— Problem details —
Rewrite the material from the line holding "the red backdrop" through the end of the material, both ends included, swapping "panel" for "banner" and leaving everything else unchanged.
━━ The records ━━
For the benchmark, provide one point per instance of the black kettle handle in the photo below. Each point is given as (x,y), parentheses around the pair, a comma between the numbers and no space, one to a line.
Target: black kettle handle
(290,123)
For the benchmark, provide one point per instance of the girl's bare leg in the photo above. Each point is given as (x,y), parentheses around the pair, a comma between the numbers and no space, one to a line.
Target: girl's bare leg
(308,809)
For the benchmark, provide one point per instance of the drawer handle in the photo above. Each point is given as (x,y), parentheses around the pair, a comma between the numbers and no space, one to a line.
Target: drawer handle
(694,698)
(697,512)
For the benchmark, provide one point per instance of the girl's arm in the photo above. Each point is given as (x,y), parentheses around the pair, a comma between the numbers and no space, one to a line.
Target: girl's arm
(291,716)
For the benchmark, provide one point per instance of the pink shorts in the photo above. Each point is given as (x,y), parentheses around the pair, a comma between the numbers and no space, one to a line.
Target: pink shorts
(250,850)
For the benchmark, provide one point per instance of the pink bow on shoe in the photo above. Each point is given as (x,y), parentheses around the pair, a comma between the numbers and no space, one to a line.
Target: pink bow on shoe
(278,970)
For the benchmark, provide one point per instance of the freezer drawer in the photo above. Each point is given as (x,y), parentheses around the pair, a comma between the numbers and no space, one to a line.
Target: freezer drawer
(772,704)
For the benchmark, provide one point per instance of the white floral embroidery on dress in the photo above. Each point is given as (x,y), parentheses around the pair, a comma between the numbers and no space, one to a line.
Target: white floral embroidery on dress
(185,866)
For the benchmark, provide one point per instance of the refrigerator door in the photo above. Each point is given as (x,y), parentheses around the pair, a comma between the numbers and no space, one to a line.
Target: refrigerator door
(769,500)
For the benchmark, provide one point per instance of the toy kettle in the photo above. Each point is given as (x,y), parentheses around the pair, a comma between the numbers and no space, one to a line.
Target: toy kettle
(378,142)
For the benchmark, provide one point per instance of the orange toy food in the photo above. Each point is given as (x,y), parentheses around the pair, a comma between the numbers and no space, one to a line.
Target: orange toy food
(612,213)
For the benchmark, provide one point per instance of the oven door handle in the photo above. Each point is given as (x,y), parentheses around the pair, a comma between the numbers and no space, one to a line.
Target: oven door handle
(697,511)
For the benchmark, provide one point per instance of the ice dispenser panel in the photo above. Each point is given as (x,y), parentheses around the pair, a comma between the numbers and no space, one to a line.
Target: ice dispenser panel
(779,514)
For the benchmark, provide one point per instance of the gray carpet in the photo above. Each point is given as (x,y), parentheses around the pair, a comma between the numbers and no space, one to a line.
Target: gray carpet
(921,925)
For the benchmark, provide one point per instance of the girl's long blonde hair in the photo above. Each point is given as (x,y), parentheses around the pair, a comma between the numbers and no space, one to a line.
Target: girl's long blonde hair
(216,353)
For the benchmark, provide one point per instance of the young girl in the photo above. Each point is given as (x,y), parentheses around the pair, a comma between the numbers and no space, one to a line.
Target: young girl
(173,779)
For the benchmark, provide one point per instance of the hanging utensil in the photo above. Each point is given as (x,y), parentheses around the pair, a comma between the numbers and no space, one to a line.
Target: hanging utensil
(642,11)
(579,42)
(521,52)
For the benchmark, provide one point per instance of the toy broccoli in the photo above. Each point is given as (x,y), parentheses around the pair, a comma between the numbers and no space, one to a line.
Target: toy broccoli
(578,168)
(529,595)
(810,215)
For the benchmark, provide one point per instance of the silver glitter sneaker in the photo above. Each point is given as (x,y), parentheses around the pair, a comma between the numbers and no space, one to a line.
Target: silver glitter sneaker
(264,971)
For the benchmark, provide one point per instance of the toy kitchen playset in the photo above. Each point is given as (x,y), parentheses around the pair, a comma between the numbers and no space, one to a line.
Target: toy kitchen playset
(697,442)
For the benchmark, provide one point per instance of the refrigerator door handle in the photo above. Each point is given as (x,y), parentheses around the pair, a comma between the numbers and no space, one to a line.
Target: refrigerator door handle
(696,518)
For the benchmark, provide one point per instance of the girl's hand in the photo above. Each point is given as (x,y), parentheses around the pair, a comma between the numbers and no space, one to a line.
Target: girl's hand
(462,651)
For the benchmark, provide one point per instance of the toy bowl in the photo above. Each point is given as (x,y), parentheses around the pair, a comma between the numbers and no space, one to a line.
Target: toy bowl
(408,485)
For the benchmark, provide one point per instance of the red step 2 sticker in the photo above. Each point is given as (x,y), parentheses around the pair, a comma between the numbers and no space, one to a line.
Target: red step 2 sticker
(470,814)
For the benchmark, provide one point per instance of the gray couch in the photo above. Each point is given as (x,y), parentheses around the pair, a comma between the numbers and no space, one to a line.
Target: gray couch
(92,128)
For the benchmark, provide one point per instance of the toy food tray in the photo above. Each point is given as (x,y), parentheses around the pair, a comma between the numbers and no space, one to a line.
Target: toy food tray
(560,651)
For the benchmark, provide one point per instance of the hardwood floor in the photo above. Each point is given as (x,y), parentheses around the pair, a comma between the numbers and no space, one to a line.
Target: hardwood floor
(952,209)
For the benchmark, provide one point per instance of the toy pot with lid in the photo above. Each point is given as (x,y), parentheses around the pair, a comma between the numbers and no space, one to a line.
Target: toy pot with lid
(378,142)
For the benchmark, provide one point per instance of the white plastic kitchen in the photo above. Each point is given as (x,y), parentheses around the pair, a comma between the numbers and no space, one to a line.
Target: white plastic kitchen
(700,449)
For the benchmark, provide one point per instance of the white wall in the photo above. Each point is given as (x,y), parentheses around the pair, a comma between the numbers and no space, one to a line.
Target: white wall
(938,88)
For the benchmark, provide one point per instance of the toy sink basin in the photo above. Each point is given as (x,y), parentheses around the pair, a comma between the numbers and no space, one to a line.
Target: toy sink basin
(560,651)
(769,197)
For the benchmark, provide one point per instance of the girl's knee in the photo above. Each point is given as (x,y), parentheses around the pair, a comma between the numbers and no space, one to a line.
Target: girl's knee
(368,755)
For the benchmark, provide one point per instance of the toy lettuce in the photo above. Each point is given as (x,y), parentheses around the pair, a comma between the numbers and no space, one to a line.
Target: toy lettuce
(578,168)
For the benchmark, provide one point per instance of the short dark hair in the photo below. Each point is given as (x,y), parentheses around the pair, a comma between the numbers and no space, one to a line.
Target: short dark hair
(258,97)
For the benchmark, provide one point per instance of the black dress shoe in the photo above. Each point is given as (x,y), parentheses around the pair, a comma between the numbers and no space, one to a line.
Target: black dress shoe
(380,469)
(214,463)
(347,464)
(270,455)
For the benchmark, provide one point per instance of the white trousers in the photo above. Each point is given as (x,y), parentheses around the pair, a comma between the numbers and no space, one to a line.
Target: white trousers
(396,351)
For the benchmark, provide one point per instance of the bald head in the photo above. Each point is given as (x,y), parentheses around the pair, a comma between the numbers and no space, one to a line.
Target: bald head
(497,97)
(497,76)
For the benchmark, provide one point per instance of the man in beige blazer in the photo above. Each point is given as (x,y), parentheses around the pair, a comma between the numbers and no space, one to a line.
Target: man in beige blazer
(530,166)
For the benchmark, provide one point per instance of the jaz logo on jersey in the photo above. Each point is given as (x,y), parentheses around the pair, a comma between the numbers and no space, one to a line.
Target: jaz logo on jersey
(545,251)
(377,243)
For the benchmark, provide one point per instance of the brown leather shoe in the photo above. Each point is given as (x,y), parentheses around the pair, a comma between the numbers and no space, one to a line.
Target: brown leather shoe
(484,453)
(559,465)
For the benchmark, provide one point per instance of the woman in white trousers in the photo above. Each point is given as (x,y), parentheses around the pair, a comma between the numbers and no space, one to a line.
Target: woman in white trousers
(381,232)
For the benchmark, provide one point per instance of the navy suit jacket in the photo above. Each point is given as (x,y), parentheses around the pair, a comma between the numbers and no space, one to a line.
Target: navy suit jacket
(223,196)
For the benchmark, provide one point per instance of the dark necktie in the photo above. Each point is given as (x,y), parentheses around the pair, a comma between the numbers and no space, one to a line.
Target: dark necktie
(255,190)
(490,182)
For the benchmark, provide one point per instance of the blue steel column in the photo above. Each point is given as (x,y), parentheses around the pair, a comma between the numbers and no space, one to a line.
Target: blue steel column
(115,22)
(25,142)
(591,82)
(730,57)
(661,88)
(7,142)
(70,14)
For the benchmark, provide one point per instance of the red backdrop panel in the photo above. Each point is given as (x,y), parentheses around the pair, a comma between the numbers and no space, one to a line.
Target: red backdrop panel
━━━
— Final result —
For the benchmark, provide one point per instance of the red backdrop banner in the photo above. Each point is given as (x,y), parentheses around the pair, a comma between the numbers and no space, one to a line.
Target: red backdrop banner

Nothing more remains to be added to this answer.